--- START ---

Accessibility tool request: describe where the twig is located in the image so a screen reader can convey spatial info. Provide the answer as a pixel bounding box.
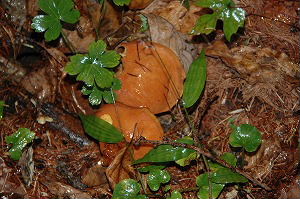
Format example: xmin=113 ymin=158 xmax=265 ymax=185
xmin=135 ymin=137 xmax=272 ymax=191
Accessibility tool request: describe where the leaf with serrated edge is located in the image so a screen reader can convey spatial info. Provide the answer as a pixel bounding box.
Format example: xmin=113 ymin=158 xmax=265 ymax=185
xmin=89 ymin=40 xmax=106 ymax=58
xmin=183 ymin=49 xmax=207 ymax=108
xmin=98 ymin=51 xmax=121 ymax=68
xmin=80 ymin=114 xmax=123 ymax=143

--- END ---

* **Task directions**
Transcribe the listing exactly. Its images are to be omitted.

* **Answer to the problem**
Accessibility tool request: describe where the twig is located in the image so a screen reader can convey spatial info. Provide the answer as a pixel bounding box.
Format example: xmin=113 ymin=158 xmax=265 ymax=185
xmin=135 ymin=137 xmax=272 ymax=191
Accessibility tool request: describe where the leaf with serrated edge is located in the image so a screen reader can convey spatial info. Provide the answer as a pixel bounding box.
Format example: xmin=113 ymin=158 xmax=265 ymax=185
xmin=89 ymin=40 xmax=106 ymax=58
xmin=183 ymin=49 xmax=207 ymax=108
xmin=98 ymin=51 xmax=121 ymax=68
xmin=80 ymin=114 xmax=123 ymax=143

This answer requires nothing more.